-- REQUIRED TASKS --
A. In the op-ed on science and faith, swap "dilemma" for "quandary" and write out the passage starting with "Faith, on the" and going on through "meaningful social roles.".
B. Finish out the next part of the op-ed on science and faith, picking up after its final sentence.

-- SOURCE EXCERPT --
━━━━━━━━━━━━━━━━

Last week’s op-ed, “Science and Faith” by Evan Keegan, rehashed a series of popular myths and unfortunate misconceptions about the nature of science, faith, and knowledge. These myths do believers and unbelievers alike a disservice, but persist because they legitimize religion by tying it to science (curiously, one never observes scientists trying to legitimize science by tying it to religion). This line of fallacious argument usually consists of two steps: 1. Tie science and religion together by labeling them both “beliefs,” an equivocal term that encompasses both facts and opinion, and 2. Claim that science has problems only religion can fix.

Keegan asserts that “everyone can agree that like religion, science is very much a belief as well.” We can all agree that a golf cart and a passenger jet are very much motor vehicles, but I’m not crossing the Atlantic in a golf cart. “1 + 1 = 2,” and “I like poodles” are both beliefs, but are fundamentally different statements. “1 + 1 = 3” can also be a belief—a belief may be about a subjective opinion, an objective fact, or a falsehood. “Science”, in fact, is a method and not a belief.

Science is a gradual but powerful process that takes empirical observations about the world, matches them with systematic explanations, and then refines or throws away such explanations when they contradict evidence. Educated hunches are called “hypotheses,” very-well supported explanations are “theories,” and occasionally something becomes a “law.”

Faith, on the other hand, is a different animal. It, by definition, asks the believer to accept something without a reason. In ancient times, faith began as a series of beliefs to explain the natural world. Organized religions go a step further—they espouse a specific dogma as the truth. Modern religion and spirituality navigate a dilemma: usually, a religious belief is either specific enough that science can disprove it (putting the religion at risk) or vague enough that it is unfalsifiable—meaning that it cannot be disproven even hypothetically and is thus not “knowledge” in a meaningful sense. Successful modern religions must be flexible enough to maintain educated people, but structured enough to fill meaningful social roles.

━━━━━━━━━━━━━━━━

-- EXTRACTED ENTRIES --
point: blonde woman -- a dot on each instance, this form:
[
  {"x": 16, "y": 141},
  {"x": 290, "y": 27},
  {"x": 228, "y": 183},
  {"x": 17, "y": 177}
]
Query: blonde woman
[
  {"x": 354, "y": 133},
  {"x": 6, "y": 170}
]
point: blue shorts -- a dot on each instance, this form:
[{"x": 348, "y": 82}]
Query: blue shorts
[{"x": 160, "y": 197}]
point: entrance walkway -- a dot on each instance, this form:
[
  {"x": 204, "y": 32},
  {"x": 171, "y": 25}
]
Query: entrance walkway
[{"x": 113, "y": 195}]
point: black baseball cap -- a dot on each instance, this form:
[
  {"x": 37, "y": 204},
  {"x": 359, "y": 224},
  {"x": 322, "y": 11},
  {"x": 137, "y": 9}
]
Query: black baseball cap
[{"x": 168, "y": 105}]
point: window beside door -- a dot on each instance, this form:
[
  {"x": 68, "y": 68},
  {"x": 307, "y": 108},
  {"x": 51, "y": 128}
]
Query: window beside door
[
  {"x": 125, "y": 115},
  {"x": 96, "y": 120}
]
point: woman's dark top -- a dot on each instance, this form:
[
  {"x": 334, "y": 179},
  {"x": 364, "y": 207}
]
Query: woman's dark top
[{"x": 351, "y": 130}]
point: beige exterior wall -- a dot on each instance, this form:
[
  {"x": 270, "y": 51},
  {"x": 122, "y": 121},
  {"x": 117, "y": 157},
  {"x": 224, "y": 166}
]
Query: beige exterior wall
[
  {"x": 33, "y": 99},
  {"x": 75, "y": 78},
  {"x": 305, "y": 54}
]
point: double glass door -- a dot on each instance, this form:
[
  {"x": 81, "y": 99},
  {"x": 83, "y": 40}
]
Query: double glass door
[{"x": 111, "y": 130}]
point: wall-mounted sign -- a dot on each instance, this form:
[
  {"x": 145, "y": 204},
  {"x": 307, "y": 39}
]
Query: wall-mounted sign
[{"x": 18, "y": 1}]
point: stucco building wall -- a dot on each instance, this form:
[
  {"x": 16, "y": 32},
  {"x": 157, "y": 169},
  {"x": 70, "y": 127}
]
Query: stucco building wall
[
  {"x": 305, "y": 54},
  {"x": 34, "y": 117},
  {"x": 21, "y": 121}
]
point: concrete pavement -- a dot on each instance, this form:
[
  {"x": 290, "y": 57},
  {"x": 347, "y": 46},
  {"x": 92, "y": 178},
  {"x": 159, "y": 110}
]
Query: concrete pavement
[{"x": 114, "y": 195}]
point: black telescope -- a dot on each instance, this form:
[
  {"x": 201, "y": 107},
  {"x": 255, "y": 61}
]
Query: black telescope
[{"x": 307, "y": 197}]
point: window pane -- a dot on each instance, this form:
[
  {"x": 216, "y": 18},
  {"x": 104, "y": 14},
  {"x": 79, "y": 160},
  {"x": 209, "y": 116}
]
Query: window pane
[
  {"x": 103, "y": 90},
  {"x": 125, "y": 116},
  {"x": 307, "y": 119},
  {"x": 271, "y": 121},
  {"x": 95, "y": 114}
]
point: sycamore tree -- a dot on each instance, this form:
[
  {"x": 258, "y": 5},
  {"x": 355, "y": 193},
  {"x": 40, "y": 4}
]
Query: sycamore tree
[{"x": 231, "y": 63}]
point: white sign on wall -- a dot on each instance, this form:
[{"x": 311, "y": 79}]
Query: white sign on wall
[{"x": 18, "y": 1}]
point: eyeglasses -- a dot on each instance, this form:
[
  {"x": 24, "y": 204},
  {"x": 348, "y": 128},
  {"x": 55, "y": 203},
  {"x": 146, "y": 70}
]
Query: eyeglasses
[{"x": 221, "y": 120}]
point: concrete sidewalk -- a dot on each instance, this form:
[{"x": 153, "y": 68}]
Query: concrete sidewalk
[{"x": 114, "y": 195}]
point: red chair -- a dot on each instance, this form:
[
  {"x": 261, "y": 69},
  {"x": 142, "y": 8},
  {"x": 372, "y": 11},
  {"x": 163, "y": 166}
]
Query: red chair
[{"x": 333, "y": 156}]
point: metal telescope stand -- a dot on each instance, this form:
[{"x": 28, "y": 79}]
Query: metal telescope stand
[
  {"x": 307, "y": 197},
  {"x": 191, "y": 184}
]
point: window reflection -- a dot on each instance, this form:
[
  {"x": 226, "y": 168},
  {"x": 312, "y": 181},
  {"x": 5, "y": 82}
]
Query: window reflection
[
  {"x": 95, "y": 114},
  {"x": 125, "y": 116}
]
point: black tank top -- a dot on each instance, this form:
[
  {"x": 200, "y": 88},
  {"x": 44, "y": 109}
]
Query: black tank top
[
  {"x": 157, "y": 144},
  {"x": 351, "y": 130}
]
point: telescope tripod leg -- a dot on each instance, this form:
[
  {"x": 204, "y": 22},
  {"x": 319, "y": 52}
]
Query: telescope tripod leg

━━━━━━━━━━━━━━━━

-- EXERCISE RESULTS --
A.
Faith, on the other hand, is a different animal. It, by definition, asks the believer to accept something without a reason. In ancient times, faith began as a series of beliefs to explain the natural world. Organized religions go a step further—they espouse a specific dogma as the truth. Modern religion and spirituality navigate a quandary: usually, a religious belief is either specific enough that science can disprove it (putting the religion at risk) or vague enough that it is unfalsifiable—meaning that it cannot be disproven even hypothetically and is thus not “knowledge” in a meaningful sense. Successful modern religions must be flexible enough to maintain educated people, but structured enough to fill meaningful social roles.

B.
Religious fundamentalists who refuse to be flexible rely on demonizing science itself and willfully spreading ignorance. This has been and continues to be a source of tremendous human suffering. Whether more moderate religious belief is good or bad, and whether moderate religions are sustainable over the long run is a question I’m intentionally evading. Even if one were to take the optimistic view, faith is still bound by knowledge, but is not a source of knowledge. It cannot generate testable predictions. If faith is good at all, it is for purposes very different than scientific inquiry.

Keegan argues that “within the field of science, there are principles and theories, which cannot be directly or fully explained, and are generally accepted to be true.” This mischaracterizes the nature of science, and the specific examples he uses he describes inaccurately. Science takes natural phenomena and finds deeper patterns (which are usually—although not always—causes).

Keegan uses the fact that science does “not fully understand gravity” as an argument in favor of religion. But there are two possibilities: Either every fact about the universe can be explained by another fact, ad infinitum, or every fact reduces to a series of axioms that are true, “just because.” In either scenario, we never can “explain everything,” but science sure can explain a lot. It might be tempting for a believer to say, “Stop! Science has hit rock bottom,” but given the current rate of scientific discovery, that’s unjustified. As the joke goes, a creationist complains about a “gap in the fossil record,” until an anthropologist discovers a proto-human fitting that gap. Then the creationist says “Aha, now there are two gaps!” But just for the sake of argument, suppose scientists finally reached those axioms that were true “just because.” This wouldn’t prove that an omnipotent being made them true; in fact, such an appeal to the supernatural would create logical contradictions and raise more questions (like “where did the gods come from?”) than it would answer.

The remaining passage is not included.